═════ DATASET ENTRIES

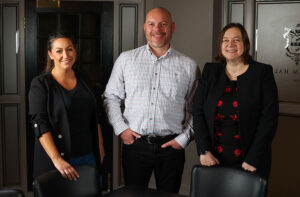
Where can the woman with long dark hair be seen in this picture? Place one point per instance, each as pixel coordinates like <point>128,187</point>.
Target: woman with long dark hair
<point>236,107</point>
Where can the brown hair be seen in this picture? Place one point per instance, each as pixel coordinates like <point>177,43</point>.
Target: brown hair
<point>52,37</point>
<point>246,56</point>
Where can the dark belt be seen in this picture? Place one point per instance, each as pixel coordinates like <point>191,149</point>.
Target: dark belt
<point>150,139</point>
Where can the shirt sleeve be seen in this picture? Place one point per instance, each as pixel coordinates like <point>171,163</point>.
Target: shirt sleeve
<point>114,94</point>
<point>188,134</point>
<point>38,108</point>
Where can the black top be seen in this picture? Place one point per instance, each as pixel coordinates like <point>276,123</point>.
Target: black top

══════════

■ **EXERCISE DIRECTIONS**:
Begin with the line that contains "Target: dark belt" and end with the last line of the data. Repeat those two lines and all between them exactly.

■ **RESULT OF THIS EXERCISE**:
Target: dark belt
<point>150,139</point>
Where can the shirt sleeve be seen in this picture? Place one point per instance, each as pixel coordinates like <point>171,163</point>.
Target: shirt sleeve
<point>114,94</point>
<point>188,134</point>
<point>38,108</point>
Where can the black top be seen in this picture? Place one point per instance, each as pixel coordinates like <point>276,123</point>.
Target: black top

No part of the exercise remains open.